[Dataset entries]
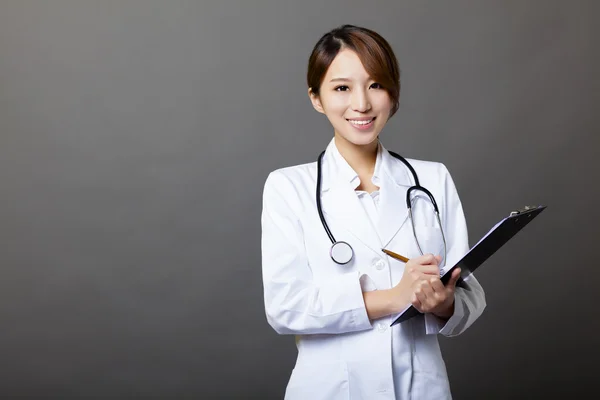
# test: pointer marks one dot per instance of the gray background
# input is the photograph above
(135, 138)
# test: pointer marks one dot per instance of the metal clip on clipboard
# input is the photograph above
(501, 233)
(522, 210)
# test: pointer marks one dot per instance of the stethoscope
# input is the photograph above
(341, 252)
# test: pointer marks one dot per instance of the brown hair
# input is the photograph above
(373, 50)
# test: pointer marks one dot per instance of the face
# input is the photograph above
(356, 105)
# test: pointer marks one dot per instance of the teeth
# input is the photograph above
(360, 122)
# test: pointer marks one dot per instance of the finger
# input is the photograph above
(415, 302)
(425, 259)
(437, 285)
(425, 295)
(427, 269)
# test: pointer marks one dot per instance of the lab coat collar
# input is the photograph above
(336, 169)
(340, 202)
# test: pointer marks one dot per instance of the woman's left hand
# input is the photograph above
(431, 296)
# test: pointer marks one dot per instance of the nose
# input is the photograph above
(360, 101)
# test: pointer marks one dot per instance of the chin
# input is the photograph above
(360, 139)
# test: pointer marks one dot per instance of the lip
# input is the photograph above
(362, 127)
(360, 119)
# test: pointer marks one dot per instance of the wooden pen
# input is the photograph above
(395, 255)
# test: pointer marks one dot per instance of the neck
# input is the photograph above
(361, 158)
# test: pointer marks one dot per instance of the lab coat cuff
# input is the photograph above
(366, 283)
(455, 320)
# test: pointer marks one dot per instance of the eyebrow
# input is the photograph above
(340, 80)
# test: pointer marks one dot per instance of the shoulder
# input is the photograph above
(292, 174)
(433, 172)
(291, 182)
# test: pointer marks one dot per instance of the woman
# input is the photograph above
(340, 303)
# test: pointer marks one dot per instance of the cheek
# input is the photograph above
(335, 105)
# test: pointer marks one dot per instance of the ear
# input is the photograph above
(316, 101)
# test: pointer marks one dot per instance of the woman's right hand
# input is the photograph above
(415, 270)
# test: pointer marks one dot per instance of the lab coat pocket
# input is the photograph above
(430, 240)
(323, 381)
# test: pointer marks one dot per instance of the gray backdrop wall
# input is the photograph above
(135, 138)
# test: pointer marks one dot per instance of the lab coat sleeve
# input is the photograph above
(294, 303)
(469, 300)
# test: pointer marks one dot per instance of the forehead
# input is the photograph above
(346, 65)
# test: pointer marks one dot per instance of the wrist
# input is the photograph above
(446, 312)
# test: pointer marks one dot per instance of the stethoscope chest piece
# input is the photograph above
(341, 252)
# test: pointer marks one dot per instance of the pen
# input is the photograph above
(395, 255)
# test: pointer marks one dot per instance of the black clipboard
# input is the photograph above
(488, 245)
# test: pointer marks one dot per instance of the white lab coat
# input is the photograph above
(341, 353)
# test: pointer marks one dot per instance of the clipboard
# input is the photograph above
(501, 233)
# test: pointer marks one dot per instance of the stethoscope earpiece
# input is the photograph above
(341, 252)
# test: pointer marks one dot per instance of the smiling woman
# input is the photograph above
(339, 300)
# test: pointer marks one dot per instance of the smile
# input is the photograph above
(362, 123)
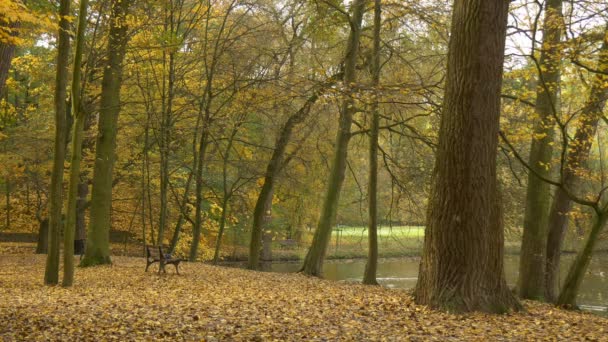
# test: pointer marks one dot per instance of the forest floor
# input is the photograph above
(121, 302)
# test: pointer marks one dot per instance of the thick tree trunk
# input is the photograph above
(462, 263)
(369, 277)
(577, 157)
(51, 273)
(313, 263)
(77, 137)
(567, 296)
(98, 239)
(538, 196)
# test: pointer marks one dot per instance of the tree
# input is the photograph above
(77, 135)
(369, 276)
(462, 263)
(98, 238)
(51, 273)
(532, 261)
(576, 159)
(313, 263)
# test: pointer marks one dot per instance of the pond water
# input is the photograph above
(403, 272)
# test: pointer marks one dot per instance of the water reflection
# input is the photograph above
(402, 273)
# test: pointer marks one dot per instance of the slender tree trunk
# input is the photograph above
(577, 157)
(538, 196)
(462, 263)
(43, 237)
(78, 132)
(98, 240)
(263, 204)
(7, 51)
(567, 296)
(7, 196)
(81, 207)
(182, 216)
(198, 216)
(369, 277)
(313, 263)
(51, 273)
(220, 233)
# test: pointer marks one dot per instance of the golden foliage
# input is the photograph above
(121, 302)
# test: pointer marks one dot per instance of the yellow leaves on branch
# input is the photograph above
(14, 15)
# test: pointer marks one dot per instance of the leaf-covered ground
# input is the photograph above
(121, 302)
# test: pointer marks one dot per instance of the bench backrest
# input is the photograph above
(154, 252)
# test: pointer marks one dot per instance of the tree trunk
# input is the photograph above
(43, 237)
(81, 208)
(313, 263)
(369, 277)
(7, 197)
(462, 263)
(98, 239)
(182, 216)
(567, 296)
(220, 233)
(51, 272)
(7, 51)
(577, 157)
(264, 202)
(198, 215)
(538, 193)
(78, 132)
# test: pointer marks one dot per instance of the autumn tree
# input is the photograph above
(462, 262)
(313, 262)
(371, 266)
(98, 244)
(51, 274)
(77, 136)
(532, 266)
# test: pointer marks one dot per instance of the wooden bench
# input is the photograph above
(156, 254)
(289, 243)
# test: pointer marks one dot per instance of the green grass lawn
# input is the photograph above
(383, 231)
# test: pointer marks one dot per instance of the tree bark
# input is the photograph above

- _Task prompt_:
Where an entry holds an image, drop the image and copy the remaining text exactly.

- _Written answer_:
# test: pointer marks one dot per instance of the gray background
# input is the photograph above
(135, 138)
# test: pointer marks one dot per instance of the metal clip on clipboard
# input is the photograph above
(501, 233)
(522, 210)
# test: pointer marks one dot per instance of the stethoscope
# input is the photograph above
(341, 252)
# test: pointer marks one dot per instance of the brown hair
# input is the photograph above
(373, 50)
# test: pointer marks one dot per instance of the face
# input is the photograph above
(356, 105)
# test: pointer marks one dot per instance of the teeth
# input is the photograph above
(360, 122)
# test: pointer marks one dot per instance of the finger
# input is the photograph above
(415, 302)
(425, 259)
(437, 285)
(425, 295)
(427, 269)
# test: pointer marks one dot per instance of the lab coat collar
# input is the photograph above
(336, 169)
(340, 202)
# test: pointer marks one dot per instance of the woman's left hand
# input is the photograph above
(431, 296)
# test: pointer marks one dot per instance of the nose
# input is the photograph above
(360, 101)
# test: pointer marks one dot per instance of the chin
# input is the photograph above
(360, 139)
# test: pointer marks one dot per instance of the lip
# input is the photograph above
(362, 127)
(360, 119)
# test: pointer marks one dot per instance of the wooden pen
# input is the photograph above
(395, 255)
# test: pointer marks one dot per instance of the neck
# input is the photograph above
(361, 158)
# test: pointer marks one dot per instance of the lab coat cuff
# input is the photograph above
(366, 283)
(455, 320)
# test: pointer marks one dot per instance of the eyebrow
# input is the photograph above
(340, 80)
# test: pointer marks one dot per instance of the shoulder
# input is the photograph above
(292, 174)
(433, 172)
(291, 182)
# test: pointer marks one dot per instance of the woman
# input is the photograph above
(340, 303)
# test: pointer marks one dot per instance of the cheek
# input is the photograph above
(335, 105)
# test: pointer marks one dot per instance of the ear
# input is the photograph above
(316, 101)
# test: pointer marks one dot per instance of the woman's right hand
# input is the photograph above
(415, 270)
# test: pointer marks one dot per instance of the lab coat pocket
# input is the photograph above
(430, 240)
(323, 381)
# test: pointer marks one dot per instance of the gray backdrop wall
# input is the photograph above
(135, 138)
# test: pointer marks one dot per instance of the lab coat sleeve
# input is the photograph above
(294, 303)
(469, 300)
# test: pointer marks one dot per instance of the forehead
# input is the photograph above
(346, 65)
# test: pointer marks one dot per instance of the wrist
# input is the photograph above
(446, 312)
# test: pointer marks one dot per instance of the stethoscope chest piece
# input is the photograph above
(341, 252)
# test: pointer marks one dot per instance of the pen
# input is the photograph above
(395, 255)
# test: pointer marks one dot per instance of the black clipboard
# input is the photograph above
(488, 245)
# test: pointer marks one dot per instance of the white lab coat
# input is the photograph above
(341, 353)
# test: pointer marks one dot per instance of the clipboard
# input is the photograph above
(501, 233)
# test: pointer marks one dot per instance of the stethoscope earpiece
# input is the photograph above
(341, 252)
# test: pointer marks one dot per instance of the smiling woman
# input is the photograph above
(339, 300)
# test: pointer marks one dot per instance of the smile
# input is the photograph above
(362, 123)
# test: pointer marks one dot per instance of the forest floor
# input is the photograph above
(121, 302)
# test: pointer marks one dot per instance of the thick tree trunk
# input is the photograph above
(462, 263)
(369, 277)
(577, 157)
(51, 273)
(313, 263)
(77, 137)
(567, 296)
(98, 239)
(538, 196)
# test: pointer marks one dot per instance of the tree
# input is the photograph above
(77, 135)
(369, 276)
(462, 263)
(98, 238)
(51, 273)
(532, 261)
(576, 159)
(313, 263)
# test: pointer marks one dot per instance of the pond water
# input is the photograph above
(403, 272)
# test: pointer marks one dot per instance of the water reflection
# input is the photograph above
(402, 273)
# test: pointer marks one dot per instance of the slender tree trunk
# input is the photograph above
(577, 157)
(538, 196)
(462, 263)
(43, 237)
(78, 132)
(98, 240)
(263, 204)
(7, 51)
(567, 296)
(7, 196)
(81, 207)
(182, 216)
(198, 216)
(369, 277)
(313, 263)
(51, 273)
(220, 233)
# test: pointer marks one dot per instance of the golden foliage
# input is the photograph above
(121, 302)
# test: pointer marks one dot per instance of the yellow leaves on branch
# input is the photograph above
(14, 15)
# test: pointer marks one dot per instance of the leaf-covered ground
# input is the photograph above
(121, 302)
# test: pointer marks one dot per instance of the bench backrest
# input is the photograph above
(154, 252)
# test: pointer marks one dot per instance of the tree trunk
# input is the photograph above
(43, 237)
(81, 208)
(313, 263)
(369, 277)
(7, 197)
(462, 263)
(98, 239)
(182, 216)
(567, 296)
(220, 233)
(51, 272)
(7, 51)
(577, 157)
(264, 202)
(198, 215)
(538, 193)
(78, 132)
# test: pointer marks one dot per instance of the autumn tree
# input is the photograph above
(462, 262)
(313, 262)
(371, 266)
(98, 244)
(51, 274)
(77, 136)
(532, 266)
# test: pointer marks one dot per instance of the wooden bench
# input is the photograph above
(156, 254)
(289, 243)
# test: pointer marks one dot per instance of the green grass lawn
# input is the photograph above
(383, 231)
# test: pointer marks one dot per instance of the tree bark
# input is the photograph above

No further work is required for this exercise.